> _EXERCISE INPUT_
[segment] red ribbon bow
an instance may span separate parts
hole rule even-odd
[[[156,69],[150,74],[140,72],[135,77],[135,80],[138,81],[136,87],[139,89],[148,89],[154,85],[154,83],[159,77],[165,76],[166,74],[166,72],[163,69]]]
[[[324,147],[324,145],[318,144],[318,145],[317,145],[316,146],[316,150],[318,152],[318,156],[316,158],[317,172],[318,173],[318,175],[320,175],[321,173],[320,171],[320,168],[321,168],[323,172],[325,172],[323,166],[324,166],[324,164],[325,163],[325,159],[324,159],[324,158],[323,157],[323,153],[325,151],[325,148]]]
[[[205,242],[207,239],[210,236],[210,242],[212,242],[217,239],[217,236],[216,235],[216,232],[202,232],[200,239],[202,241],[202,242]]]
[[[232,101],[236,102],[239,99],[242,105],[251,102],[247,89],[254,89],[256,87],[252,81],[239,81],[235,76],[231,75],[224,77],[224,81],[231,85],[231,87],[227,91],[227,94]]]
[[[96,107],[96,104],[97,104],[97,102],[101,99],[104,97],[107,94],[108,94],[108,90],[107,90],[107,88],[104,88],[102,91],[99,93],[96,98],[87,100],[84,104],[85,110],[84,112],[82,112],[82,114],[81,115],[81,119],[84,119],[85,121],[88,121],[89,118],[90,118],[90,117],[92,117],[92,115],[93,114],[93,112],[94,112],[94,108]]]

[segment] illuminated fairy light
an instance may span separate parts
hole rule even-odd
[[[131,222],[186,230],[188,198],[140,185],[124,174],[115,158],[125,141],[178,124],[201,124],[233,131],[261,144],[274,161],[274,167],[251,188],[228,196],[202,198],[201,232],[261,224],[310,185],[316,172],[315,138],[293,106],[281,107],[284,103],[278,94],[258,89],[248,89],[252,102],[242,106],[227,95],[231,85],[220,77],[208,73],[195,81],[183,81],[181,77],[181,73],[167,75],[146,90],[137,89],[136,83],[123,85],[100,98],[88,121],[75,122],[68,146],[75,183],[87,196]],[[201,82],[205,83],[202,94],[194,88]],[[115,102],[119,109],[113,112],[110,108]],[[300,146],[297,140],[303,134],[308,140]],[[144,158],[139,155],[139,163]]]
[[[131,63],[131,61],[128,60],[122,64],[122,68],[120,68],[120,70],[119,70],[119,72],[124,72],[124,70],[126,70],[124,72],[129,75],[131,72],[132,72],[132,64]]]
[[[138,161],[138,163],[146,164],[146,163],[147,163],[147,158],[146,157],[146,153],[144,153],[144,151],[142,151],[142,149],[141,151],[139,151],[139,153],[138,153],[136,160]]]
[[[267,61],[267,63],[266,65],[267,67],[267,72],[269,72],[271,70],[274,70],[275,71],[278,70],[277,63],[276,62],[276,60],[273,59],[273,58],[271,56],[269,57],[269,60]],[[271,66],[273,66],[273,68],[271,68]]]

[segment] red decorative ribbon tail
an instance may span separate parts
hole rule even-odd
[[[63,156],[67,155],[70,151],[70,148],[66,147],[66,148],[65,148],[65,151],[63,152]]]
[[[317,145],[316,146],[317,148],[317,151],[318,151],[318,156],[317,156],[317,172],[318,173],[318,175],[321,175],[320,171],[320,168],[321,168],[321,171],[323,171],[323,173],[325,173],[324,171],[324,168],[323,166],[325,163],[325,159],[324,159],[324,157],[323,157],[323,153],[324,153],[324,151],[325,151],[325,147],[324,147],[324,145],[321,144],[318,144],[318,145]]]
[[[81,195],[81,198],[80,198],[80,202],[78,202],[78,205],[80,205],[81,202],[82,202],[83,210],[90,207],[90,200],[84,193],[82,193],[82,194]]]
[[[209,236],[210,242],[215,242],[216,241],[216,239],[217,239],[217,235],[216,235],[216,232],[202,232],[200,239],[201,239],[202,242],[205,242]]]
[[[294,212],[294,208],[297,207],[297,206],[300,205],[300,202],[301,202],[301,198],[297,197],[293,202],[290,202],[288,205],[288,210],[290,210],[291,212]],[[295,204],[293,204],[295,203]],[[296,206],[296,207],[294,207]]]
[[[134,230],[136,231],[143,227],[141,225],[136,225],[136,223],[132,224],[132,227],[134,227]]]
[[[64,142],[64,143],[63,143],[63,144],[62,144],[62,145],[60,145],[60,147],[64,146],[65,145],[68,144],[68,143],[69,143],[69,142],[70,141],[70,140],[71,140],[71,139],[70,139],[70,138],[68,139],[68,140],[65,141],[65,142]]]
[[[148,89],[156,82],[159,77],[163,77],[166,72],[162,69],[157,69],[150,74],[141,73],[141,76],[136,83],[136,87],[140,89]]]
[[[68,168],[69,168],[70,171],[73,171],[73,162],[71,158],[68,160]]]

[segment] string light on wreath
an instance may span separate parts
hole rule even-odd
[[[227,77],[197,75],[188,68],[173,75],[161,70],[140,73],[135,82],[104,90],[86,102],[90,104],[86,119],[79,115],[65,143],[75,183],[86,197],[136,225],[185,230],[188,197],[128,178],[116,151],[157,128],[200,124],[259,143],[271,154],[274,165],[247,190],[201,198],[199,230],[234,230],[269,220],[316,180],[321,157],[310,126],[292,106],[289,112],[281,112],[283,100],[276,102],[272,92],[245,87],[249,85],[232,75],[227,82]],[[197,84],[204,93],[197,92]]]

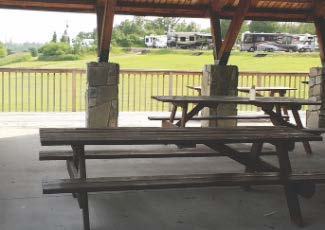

> _OBJECTIVE_
Locate each line in the items above that contains the string "ribbon" and copy those lines. Case counts.

> _COMPLETED TASK_
[segment] red ribbon bow
[segment] red decorative ribbon tail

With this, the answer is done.